Quote every one of the entries below word for word, keeping each line as it appears and in its original order.

[Saved data entries]
+ + + + +
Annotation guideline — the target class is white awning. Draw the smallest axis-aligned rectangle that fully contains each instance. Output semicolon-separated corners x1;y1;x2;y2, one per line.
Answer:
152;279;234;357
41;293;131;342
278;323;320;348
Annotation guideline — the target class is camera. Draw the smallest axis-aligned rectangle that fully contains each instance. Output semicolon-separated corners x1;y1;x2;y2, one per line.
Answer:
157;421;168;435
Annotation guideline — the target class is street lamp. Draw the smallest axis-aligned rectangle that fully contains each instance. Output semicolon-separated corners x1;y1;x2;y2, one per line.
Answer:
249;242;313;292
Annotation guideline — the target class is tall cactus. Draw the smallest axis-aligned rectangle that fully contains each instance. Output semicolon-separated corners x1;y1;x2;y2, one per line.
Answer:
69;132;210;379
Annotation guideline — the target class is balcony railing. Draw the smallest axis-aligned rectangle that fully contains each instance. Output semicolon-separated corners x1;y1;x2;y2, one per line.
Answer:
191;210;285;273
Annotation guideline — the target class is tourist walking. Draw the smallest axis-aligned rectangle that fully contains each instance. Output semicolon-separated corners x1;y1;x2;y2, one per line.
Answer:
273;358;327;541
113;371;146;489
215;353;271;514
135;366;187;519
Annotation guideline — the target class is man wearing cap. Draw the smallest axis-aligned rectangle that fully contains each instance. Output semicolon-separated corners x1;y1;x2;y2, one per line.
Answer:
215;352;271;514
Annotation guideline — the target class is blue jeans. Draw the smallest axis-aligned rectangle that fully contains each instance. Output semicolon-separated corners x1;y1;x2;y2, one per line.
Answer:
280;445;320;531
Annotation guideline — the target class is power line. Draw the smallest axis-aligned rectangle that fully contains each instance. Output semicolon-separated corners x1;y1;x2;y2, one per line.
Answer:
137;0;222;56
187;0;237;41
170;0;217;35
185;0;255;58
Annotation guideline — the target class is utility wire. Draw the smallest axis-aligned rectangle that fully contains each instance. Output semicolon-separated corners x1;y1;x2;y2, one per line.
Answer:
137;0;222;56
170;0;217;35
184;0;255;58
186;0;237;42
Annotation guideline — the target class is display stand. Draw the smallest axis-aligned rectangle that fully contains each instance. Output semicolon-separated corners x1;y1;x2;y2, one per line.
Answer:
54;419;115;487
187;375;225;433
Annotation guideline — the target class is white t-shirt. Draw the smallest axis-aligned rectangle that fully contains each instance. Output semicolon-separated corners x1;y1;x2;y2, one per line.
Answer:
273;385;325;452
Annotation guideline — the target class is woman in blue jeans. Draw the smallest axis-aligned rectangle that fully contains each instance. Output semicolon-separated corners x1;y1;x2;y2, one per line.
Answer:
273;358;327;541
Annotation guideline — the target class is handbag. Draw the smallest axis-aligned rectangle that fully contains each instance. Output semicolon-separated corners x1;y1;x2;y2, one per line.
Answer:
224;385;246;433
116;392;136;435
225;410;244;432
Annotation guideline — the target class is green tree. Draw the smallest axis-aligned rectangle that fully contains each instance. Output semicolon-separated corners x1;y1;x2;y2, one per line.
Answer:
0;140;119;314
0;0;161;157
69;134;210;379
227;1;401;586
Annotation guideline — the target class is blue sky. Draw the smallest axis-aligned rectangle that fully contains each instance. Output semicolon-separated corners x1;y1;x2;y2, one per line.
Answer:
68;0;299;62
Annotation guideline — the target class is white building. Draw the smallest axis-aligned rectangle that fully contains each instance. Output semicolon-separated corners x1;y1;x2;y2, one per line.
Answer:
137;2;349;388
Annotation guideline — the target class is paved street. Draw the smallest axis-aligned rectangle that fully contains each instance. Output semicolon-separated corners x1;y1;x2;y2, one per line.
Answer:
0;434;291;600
+ + + + +
__WRITTEN ANSWER__.
Annotation guideline — the target class is white awning. Draw the smallest axis-aligned rectangle that fully contains each instance. Output semicolon-separated corners x1;y1;x2;y2, one per line.
Answer:
152;279;234;357
41;293;131;342
278;323;320;348
Annotation guideline — the target class is camera. Draw the smallest axis-aligned rectangle that fully contains each instance. Output semicolon-separated corners x1;y1;x2;y2, one per line.
Answer:
157;421;168;435
Annotation guideline — the target class is street lamp. Draw the smallest axis-aligned rectangle that fully contains each instance. Output semicolon-separated corners x1;y1;x2;y2, one per line.
Answer:
249;242;313;292
Annotation guideline — the target class is tall cactus. Draw the smallest axis-aligned rectangle that fully contains each instance. Output semicolon-separated corners x1;y1;x2;y2, one per line.
Answer:
69;132;210;379
Annotation guideline — the target class is balcony railing. Draw the smallest axis-aligned rectangle that fully contains each instance. Output semicolon-separated corners x1;y1;x2;y2, one per line.
Answer:
191;210;285;273
Annotation guideline — the target class is tourist walking. Draw the smallest axis-aligned rectangle that fully contains each instance. Output semicolon-separated corners x1;y1;x2;y2, one per line.
Answer:
273;358;327;541
113;371;146;489
215;353;271;514
135;366;187;519
Annotation guideline — the target class is man wearing cap. Draw the smallest axis-aligned rectangle that fully contains each instance. Output semicolon-separated corners x1;y1;x2;y2, one per line.
Answer:
215;352;271;514
Annotation guideline — the target class is blue jeans. Draw the smallest axis-aligned rectangle that fully contains each instance. Output semicolon-separated corners x1;y1;x2;y2, one per line.
Answer:
280;445;320;531
Annotation guideline — the target class is power line. Draw the smallest axis-aligned rectangle that fully contains each instance. Output semicolon-separated corners x1;y1;x2;y2, one per line.
Answer:
137;0;222;56
187;0;237;41
170;0;217;35
185;0;255;58
Annotation guideline — the target class is utility wire. Draw the smallest axis-aligned rectangle that fully contains each instance. Output semicolon-separated corners x1;y1;x2;y2, one per line.
Answer:
137;0;222;56
170;0;217;35
184;0;255;58
186;0;237;42
Annotation guideline — the target class is display stand. Draw the smallest axis-aligned rectangle that fully contains each instance. Output semicolon-separated corners x1;y1;x2;y2, one per line.
Answer:
54;419;115;487
187;375;225;433
Annotation guideline — the target class is white t-shirt. Draw the smallest axis-aligned rectangle that fully contains each instance. Output semicolon-separated corners x1;y1;x2;y2, one per line.
Answer:
273;385;325;452
Annotation guideline — the target class is woman in blue jeans. Draw the smallest axis-aligned rectangle that fully contains each instance. Output semicolon-separated corners x1;y1;x2;y2, one per line.
Answer:
273;358;327;541
Annotation guideline — the target class is handbag. Draw the smallest axis-aligned rectangle that fully contains each instance. Output semicolon-separated corners x1;y1;x2;y2, one per line.
Answer:
224;385;246;433
116;392;136;435
225;410;244;432
Annotation guideline — the target class is green tree. Draw the smallest axis-aligned rectangle that fully contains each instance. Output semicolon-separated corners x1;y1;x2;y2, one per line.
Answer:
0;140;119;314
0;0;161;157
69;134;210;379
227;1;401;586
Annotation guideline — the target class is blue sky. Draw the smallest axis-aligned rectangle that fully contains each instance. Output semicolon-separated corners x1;y1;x2;y2, one per line.
Answer:
68;0;299;62
Annotation guideline — the target class is white building. Draw the smallest axis-aligned rectangle that fully contains each instance. Output semicolon-separated corners x1;y1;x2;y2, one per line.
Answer:
137;2;349;388
Annotation guideline — the target class is paved street. Draw the smallest axis-aligned rectangle that fully contains each instance. Output semicolon-separated corners x1;y1;x2;y2, one per line.
Answer:
0;434;291;600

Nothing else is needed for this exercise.